Задание — Каким стихотворным размером, согласно выбранному тексту, написан роман «Муравьиный бог: реквием»?

:: Выбранный текст

Некоторое время назад я дочитал последний роман Александры Николаенко "Муравьиный бог: реквием". Читалось долго (но об этом ниже), но сразу было понятно, что нужно об этом что-то написать, потому что это явление, что подтвердила и премия "Ясная Поляна".
Даже сразу придумался заголовок: "... ямб мне надоел". Что может быть актуальнее для романа, написанного ямбом... Да, написанного ямбом. И это не роман в стихах. И как раз с этим было справиться трудно. Особенно в начале читать его непросто, войти в этот ритм, которые буквально вырывает тебя из реальности и перестраивает сам процесс мышления. Это своеобразный гипноз или введение в транс. И только после прочтения романа я пожалел о придуманном названии. Оказалось ямб не надоел, а, наоборот, конец чтения ознаменовался состоянием лёгкого дискомфорта именно потому, что этот ритм вдруг прервался... И привычный, уже устаревший темп мышления/чтения показался немного неуютным.

::::
:: Набор данных

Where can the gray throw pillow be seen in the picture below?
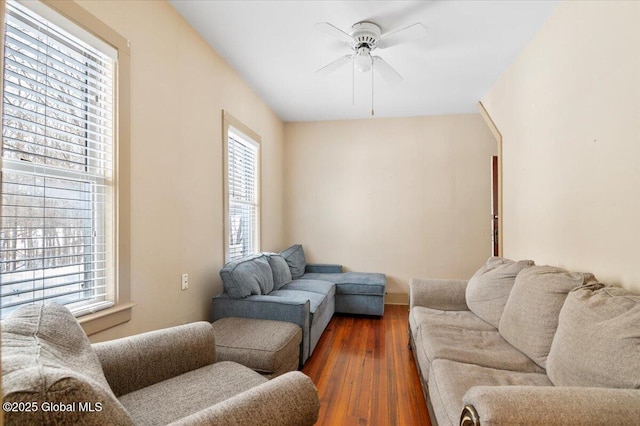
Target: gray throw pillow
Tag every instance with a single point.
(280, 270)
(294, 256)
(530, 317)
(489, 288)
(246, 276)
(597, 343)
(47, 358)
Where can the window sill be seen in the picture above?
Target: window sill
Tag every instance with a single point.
(106, 318)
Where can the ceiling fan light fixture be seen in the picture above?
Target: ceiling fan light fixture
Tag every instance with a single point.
(363, 60)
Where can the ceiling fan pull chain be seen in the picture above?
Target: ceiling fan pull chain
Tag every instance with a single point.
(372, 65)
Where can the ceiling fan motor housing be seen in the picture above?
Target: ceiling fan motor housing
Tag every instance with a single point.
(365, 34)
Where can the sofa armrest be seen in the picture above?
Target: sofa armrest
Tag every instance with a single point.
(135, 362)
(550, 405)
(287, 400)
(445, 295)
(323, 268)
(295, 310)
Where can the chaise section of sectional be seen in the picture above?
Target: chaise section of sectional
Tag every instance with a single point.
(360, 293)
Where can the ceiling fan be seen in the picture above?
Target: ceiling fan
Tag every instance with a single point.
(363, 39)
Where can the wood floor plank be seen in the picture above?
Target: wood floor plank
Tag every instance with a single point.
(365, 373)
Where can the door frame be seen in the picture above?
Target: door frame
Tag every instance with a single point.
(498, 136)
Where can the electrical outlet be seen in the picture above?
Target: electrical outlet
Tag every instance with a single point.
(185, 281)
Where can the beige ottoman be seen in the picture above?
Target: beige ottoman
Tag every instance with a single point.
(269, 347)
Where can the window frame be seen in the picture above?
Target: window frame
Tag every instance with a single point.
(121, 311)
(230, 123)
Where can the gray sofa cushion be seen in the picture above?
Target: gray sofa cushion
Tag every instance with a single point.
(353, 282)
(280, 270)
(294, 256)
(246, 276)
(530, 317)
(315, 286)
(449, 381)
(598, 339)
(47, 358)
(489, 288)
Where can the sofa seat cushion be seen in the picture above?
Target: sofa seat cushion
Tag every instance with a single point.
(598, 339)
(314, 286)
(431, 318)
(450, 380)
(47, 358)
(269, 347)
(530, 317)
(489, 288)
(482, 347)
(189, 393)
(367, 283)
(316, 300)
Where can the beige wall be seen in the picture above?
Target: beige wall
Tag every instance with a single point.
(569, 113)
(408, 196)
(179, 87)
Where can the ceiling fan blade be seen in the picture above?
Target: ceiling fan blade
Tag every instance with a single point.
(332, 66)
(409, 33)
(333, 31)
(386, 71)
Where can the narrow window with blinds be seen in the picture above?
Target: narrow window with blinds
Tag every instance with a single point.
(242, 189)
(57, 218)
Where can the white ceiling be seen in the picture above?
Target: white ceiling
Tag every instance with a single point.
(275, 48)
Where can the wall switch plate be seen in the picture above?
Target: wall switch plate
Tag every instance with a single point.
(185, 281)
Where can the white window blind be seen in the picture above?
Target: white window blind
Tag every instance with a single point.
(57, 229)
(243, 196)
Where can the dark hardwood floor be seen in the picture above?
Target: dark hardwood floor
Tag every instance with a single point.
(365, 373)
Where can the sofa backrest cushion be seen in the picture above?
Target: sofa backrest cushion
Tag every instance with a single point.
(530, 316)
(246, 276)
(489, 288)
(48, 364)
(597, 343)
(294, 256)
(280, 270)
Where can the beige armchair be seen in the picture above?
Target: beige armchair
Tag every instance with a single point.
(52, 375)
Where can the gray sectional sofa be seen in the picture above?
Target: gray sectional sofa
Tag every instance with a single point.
(52, 375)
(526, 344)
(283, 287)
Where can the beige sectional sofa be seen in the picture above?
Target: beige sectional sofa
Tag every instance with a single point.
(526, 344)
(52, 375)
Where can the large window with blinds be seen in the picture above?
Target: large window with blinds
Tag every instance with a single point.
(242, 194)
(57, 217)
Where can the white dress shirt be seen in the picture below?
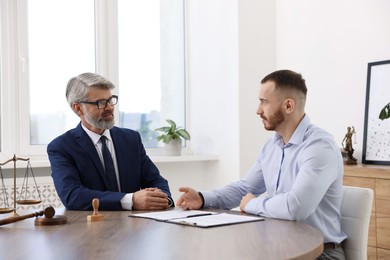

::::

Итоговый результат — Роман написан ямбом.